§ **Source records**:
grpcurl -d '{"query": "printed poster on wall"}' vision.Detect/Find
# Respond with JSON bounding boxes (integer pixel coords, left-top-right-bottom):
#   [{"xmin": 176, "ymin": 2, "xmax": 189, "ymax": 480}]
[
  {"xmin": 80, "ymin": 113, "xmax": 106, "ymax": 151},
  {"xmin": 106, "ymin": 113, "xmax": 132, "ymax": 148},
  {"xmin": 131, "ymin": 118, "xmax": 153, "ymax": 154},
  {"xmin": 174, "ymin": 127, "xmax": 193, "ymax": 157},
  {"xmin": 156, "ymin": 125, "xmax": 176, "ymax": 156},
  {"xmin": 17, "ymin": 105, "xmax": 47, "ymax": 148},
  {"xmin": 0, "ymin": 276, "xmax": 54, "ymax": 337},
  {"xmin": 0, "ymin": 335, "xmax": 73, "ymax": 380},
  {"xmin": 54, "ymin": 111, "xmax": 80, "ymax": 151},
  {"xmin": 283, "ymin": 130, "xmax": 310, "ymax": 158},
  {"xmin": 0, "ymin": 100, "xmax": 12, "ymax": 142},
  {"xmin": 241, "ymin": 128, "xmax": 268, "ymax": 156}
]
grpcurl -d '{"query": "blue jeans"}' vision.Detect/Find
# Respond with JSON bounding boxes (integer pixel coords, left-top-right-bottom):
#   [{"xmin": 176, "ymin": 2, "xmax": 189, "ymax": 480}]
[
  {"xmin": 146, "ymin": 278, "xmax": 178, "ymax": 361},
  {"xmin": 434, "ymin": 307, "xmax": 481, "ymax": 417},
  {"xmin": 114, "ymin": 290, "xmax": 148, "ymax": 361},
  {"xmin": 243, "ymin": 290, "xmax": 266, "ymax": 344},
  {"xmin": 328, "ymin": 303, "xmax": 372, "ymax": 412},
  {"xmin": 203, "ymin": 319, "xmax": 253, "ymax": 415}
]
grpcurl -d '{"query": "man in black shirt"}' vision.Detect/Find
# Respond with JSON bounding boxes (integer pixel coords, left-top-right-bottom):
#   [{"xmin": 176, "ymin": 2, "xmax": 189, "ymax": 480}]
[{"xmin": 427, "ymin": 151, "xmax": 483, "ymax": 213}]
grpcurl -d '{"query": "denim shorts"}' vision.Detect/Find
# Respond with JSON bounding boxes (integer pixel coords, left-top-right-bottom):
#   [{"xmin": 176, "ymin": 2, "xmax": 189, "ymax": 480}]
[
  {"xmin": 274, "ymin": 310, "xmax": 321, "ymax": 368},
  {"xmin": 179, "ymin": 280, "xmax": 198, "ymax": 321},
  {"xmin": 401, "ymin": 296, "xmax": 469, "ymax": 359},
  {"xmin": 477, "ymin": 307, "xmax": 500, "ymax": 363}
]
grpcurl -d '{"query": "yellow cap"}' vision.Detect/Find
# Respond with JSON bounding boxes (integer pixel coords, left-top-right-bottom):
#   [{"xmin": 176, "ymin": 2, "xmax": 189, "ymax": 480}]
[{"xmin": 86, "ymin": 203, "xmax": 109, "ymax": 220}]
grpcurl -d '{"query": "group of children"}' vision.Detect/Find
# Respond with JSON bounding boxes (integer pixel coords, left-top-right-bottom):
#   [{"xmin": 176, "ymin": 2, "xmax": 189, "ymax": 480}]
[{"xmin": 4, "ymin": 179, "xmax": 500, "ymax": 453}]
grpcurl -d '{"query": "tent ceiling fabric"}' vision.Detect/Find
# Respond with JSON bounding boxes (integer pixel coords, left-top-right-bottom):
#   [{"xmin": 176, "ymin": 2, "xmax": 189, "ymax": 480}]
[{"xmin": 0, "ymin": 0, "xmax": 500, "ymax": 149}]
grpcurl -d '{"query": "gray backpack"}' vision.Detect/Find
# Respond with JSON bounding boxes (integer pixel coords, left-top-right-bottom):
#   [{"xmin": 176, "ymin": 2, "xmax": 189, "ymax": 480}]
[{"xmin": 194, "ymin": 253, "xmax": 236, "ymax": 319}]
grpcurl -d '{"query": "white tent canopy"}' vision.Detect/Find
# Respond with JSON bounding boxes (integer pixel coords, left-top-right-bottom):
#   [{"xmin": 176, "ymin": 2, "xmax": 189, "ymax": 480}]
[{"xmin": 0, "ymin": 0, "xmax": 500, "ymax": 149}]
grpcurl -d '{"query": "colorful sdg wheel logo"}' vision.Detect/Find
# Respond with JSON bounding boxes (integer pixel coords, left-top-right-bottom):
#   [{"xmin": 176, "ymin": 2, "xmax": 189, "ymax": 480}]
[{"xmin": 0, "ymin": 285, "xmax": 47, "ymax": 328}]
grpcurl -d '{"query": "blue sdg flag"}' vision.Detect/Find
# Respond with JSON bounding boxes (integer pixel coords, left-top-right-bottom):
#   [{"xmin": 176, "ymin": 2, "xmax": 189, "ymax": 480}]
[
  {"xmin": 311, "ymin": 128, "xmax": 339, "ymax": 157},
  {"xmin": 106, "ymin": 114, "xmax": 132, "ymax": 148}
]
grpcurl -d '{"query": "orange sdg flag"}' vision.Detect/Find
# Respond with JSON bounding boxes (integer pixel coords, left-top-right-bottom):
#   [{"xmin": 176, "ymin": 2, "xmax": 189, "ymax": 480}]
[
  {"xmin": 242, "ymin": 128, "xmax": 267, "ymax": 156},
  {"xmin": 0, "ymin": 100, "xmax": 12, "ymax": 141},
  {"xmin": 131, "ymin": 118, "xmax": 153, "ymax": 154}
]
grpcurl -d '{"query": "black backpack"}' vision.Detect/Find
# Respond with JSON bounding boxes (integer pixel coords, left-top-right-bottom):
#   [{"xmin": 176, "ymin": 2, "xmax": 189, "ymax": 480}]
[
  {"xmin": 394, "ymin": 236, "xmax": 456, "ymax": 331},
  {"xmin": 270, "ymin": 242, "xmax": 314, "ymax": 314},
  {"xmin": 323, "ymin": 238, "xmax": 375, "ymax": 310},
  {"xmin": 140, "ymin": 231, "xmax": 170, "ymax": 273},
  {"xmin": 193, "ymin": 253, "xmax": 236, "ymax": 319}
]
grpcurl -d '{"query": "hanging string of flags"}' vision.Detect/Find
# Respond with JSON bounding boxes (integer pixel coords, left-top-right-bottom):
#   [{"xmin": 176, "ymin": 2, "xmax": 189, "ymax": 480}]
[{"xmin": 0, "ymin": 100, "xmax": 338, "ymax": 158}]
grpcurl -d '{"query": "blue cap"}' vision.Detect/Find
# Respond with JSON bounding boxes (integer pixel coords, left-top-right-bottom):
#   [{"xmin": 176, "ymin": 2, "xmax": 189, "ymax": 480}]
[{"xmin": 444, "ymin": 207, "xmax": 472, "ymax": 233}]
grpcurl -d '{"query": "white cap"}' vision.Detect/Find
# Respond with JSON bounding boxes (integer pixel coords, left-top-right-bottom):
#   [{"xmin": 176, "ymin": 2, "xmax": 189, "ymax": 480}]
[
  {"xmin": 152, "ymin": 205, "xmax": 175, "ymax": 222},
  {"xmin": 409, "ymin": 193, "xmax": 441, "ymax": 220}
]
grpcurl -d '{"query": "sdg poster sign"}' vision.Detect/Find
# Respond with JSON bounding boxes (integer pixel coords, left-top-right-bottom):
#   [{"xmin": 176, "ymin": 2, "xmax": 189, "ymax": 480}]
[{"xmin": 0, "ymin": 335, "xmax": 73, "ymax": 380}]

§ **Given exercise**: Extract every line of the data above that contains the string "poster", matching case exactly.

§ **Task response**:
grpcurl -d '{"query": "printed poster on wall"}' vision.Detect/Find
grpcurl -d '{"query": "sdg poster sign"}' vision.Detect/Find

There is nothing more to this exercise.